▸ **Task to complete**: Your task is to count the lines of the records that contain "Format". Answer with the number and nothing else.

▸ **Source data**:
※ ※ ※

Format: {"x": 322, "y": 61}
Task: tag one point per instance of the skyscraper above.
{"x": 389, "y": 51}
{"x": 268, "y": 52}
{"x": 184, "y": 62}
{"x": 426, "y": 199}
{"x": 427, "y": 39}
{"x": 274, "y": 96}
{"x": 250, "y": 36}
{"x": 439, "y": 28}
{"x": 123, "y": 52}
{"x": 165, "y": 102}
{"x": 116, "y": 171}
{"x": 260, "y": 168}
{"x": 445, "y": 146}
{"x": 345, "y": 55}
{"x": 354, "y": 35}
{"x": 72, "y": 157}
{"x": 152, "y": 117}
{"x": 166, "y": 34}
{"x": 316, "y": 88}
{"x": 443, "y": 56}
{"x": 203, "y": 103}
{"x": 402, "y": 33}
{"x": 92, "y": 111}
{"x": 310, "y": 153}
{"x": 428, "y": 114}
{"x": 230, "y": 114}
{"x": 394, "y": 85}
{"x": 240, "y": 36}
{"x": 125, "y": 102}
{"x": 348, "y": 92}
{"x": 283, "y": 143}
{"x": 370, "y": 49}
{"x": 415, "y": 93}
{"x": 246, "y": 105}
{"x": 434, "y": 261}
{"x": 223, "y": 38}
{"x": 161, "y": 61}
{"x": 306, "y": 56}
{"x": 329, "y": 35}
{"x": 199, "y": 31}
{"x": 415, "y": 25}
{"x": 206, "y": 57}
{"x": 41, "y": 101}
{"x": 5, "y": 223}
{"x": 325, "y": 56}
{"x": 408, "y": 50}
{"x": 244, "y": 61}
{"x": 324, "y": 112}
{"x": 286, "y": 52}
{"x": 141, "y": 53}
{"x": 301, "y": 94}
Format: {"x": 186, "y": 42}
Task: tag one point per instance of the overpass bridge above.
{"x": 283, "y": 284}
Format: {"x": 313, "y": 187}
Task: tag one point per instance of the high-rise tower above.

※ ※ ※

▸ **Answer section**: 3